### Your goal
Copy the data below word for word, starting at the line that contains "Scouting task: drop one point on every instance of the street" and stopping after the line that contains "[(160, 219)]". Include both of those lines and nothing else.

### Stored rows
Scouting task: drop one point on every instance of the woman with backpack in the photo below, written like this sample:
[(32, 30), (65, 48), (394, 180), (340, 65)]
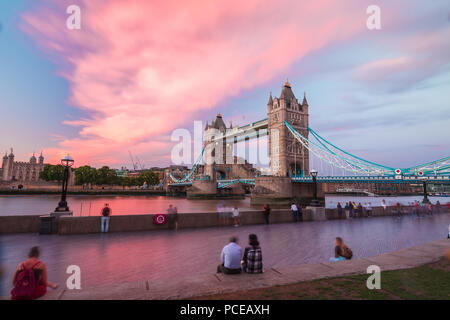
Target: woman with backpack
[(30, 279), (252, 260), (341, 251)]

...

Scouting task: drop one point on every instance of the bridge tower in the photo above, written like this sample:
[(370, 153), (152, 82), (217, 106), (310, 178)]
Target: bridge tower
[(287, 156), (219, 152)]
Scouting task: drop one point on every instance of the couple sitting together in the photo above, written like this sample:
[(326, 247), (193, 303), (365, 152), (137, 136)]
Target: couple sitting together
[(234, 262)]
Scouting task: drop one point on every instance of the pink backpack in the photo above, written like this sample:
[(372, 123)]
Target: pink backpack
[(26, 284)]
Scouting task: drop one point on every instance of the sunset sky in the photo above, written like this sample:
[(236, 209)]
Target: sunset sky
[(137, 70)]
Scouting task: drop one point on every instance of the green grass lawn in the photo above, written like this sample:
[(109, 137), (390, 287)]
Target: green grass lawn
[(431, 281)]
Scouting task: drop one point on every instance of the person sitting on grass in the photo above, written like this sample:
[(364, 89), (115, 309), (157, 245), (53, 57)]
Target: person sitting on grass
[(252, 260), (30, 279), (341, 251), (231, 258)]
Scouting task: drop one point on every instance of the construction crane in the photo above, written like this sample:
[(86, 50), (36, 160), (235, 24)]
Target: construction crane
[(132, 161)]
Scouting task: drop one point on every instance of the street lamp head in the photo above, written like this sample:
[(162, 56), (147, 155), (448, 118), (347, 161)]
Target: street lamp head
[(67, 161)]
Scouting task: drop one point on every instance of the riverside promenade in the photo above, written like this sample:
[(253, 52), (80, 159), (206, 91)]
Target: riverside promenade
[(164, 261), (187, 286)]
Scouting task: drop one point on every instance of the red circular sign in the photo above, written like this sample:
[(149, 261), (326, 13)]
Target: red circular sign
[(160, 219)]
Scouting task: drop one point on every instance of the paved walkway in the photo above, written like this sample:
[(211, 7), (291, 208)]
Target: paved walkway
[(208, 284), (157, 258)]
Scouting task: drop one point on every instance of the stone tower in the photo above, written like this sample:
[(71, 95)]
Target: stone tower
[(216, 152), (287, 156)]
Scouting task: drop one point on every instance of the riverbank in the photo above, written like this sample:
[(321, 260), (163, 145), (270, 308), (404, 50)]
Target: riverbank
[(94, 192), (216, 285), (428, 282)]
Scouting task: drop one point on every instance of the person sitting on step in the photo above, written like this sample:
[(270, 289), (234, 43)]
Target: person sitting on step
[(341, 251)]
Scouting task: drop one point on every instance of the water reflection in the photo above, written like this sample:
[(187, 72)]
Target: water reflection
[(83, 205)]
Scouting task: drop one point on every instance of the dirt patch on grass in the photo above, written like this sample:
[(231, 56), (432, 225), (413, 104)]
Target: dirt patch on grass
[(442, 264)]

---

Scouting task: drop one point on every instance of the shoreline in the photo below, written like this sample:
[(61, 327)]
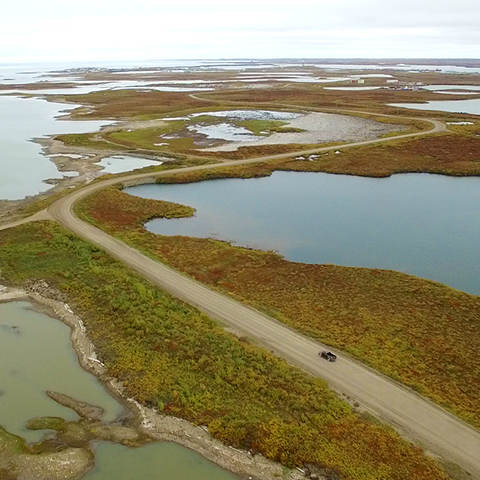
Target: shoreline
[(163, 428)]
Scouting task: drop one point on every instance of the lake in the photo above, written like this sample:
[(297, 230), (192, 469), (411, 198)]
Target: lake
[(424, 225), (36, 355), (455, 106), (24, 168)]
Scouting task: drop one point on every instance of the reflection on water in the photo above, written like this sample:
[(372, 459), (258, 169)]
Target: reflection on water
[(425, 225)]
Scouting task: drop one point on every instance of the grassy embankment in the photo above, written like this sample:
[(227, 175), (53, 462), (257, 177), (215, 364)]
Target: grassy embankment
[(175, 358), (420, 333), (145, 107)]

### Final answer
Scouting task: drop one point on every instance of the street lamp head in the photo above, written like this sample:
[(162, 56), (147, 155), (448, 118), (347, 161)]
Target: street lamp head
[(67, 161)]
Scouting task: drop one point on every instance of the riverside promenade in the photo above, written like this sample:
[(253, 52), (80, 159), (206, 91)]
Target: riverside promenade
[(164, 261), (187, 286)]
Scouting task: drop one point on every instance of the red circular sign in the photo above, written like this sample:
[(149, 261), (326, 13)]
Target: red circular sign
[(160, 219)]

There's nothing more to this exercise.